(Point-based annotation data)
---

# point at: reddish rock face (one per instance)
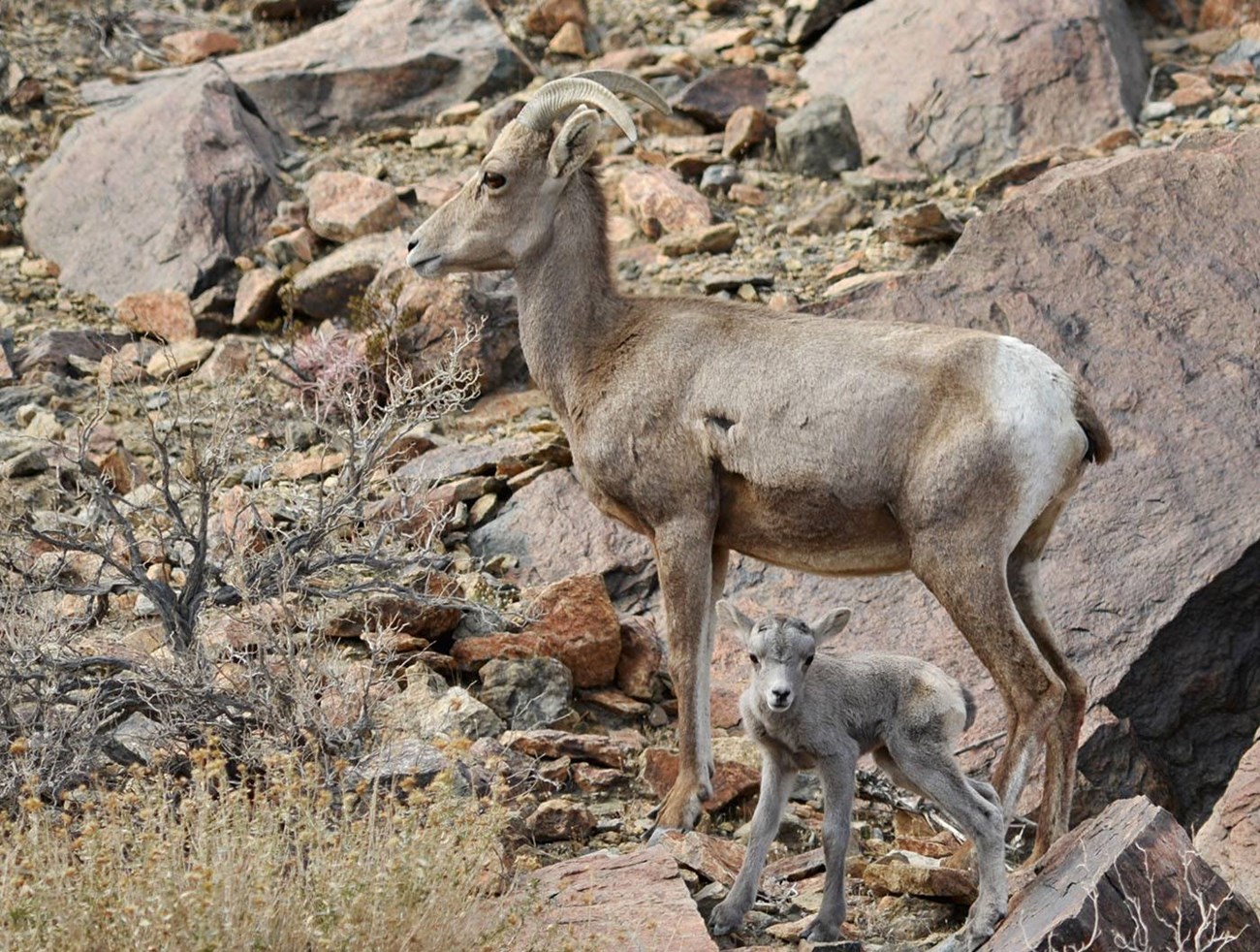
(382, 62)
(171, 214)
(609, 901)
(1230, 839)
(345, 206)
(1130, 863)
(167, 315)
(979, 83)
(662, 202)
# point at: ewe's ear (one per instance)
(734, 618)
(831, 624)
(574, 143)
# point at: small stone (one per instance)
(717, 41)
(177, 359)
(39, 268)
(714, 97)
(559, 820)
(747, 194)
(819, 139)
(835, 213)
(549, 16)
(527, 692)
(1157, 110)
(557, 743)
(24, 464)
(714, 239)
(460, 113)
(194, 46)
(662, 202)
(1192, 89)
(345, 206)
(717, 178)
(567, 42)
(298, 244)
(893, 876)
(257, 297)
(920, 225)
(747, 126)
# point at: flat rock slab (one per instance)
(382, 62)
(965, 86)
(179, 175)
(1129, 877)
(610, 901)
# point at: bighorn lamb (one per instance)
(835, 447)
(823, 710)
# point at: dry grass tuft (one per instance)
(205, 864)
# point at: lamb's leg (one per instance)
(684, 565)
(776, 782)
(932, 768)
(836, 775)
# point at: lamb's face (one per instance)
(781, 651)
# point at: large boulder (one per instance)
(162, 188)
(981, 82)
(1126, 879)
(1230, 839)
(383, 62)
(610, 901)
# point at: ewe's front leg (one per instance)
(776, 783)
(684, 565)
(836, 775)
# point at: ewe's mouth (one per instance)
(428, 264)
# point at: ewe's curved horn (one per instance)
(558, 96)
(624, 82)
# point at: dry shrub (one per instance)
(206, 864)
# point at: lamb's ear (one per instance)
(574, 143)
(734, 618)
(831, 624)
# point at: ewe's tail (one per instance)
(1099, 443)
(969, 704)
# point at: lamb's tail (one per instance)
(1099, 449)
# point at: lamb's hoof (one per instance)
(820, 932)
(725, 919)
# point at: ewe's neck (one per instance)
(567, 297)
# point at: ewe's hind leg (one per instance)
(1063, 735)
(968, 577)
(684, 565)
(933, 771)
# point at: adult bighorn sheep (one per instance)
(830, 445)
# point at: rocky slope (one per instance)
(200, 204)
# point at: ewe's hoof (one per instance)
(725, 919)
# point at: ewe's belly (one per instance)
(811, 531)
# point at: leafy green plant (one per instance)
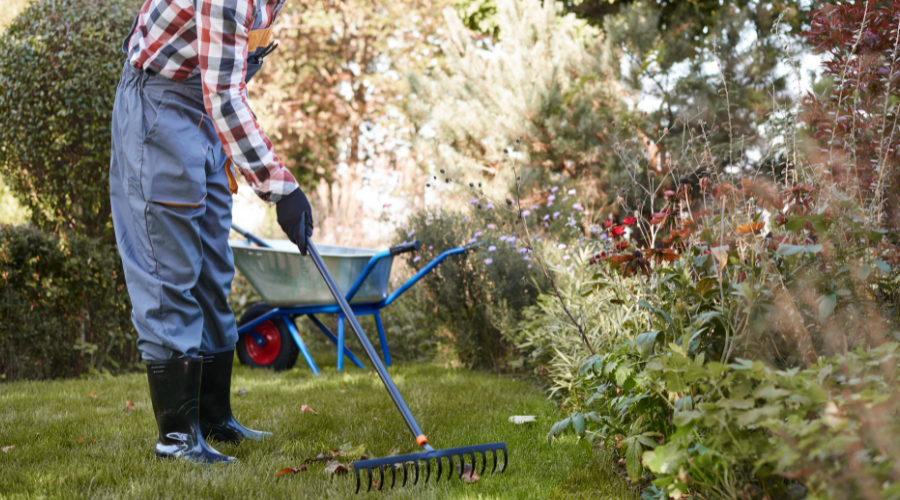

---

*Task prompt*:
Render all of the rows above as a numbered list, skipping blank lines and leaving the pictures out.

*Solution to this exercise*:
1. # point at: reddish rock face (one per instance)
2. (382, 62)
3. (171, 214)
4. (609, 901)
5. (1230, 839)
6. (345, 206)
7. (1130, 863)
8. (167, 315)
9. (979, 83)
10. (662, 202)
11. # point at: ewe's ear (one per instance)
12. (734, 618)
13. (831, 624)
14. (574, 143)
15. # point at: small stone (one per instance)
16. (717, 41)
17. (177, 359)
18. (39, 268)
19. (714, 97)
20. (559, 820)
21. (747, 194)
22. (819, 139)
23. (835, 213)
24. (549, 16)
25. (527, 692)
26. (1157, 110)
27. (557, 743)
28. (24, 464)
29. (714, 239)
30. (460, 113)
31. (194, 46)
32. (662, 202)
33. (1192, 89)
34. (345, 206)
35. (717, 178)
36. (567, 42)
37. (298, 244)
38. (893, 876)
39. (257, 297)
40. (920, 225)
41. (747, 126)
42. # point at: flat rock slab (one per instance)
43. (382, 62)
44. (965, 86)
45. (179, 175)
46. (1129, 877)
47. (610, 901)
48. # point at: bighorn lamb (one per instance)
49. (835, 447)
50. (823, 710)
51. # point at: dry grass tuft (one per instance)
52. (205, 864)
53. # point at: lamb's leg (one per instance)
54. (684, 565)
55. (776, 782)
56. (932, 768)
57. (836, 775)
58. # point at: lamb's face (one per instance)
59. (781, 651)
60. # point at: large boulder (one per instance)
61. (162, 188)
62. (981, 82)
63. (1126, 879)
64. (1230, 839)
65. (383, 62)
66. (610, 901)
67. # point at: ewe's front leg (one per instance)
68. (776, 783)
69. (684, 565)
70. (836, 775)
71. # point at: ewe's mouth (one per instance)
72. (428, 264)
73. # point at: ewe's curved horn (one per instance)
74. (558, 96)
75. (624, 82)
76. # point at: dry shrub (one per instance)
77. (206, 864)
78. # point at: lamb's ear (one per instance)
79. (574, 143)
80. (734, 618)
81. (831, 624)
82. # point at: ewe's tail (one per instance)
83. (1099, 443)
84. (969, 704)
85. # point at: lamb's tail (one per instance)
86. (1099, 449)
87. # point at: lamb's hoof (one per instance)
88. (820, 932)
89. (725, 919)
90. # point at: ewe's neck (one per instance)
91. (567, 297)
92. # point at: ewe's hind leg (one per instance)
93. (1063, 735)
94. (968, 577)
95. (684, 565)
96. (933, 771)
97. # point at: adult bighorn sheep (one per instance)
98. (830, 445)
99. # point at: rocky slope (one per instance)
100. (200, 204)
101. # point at: ewe's hoof (one per instance)
102. (725, 919)
103. # point at: ewe's belly (one per instance)
104. (811, 531)
105. # point at: leafy green plant (one per instance)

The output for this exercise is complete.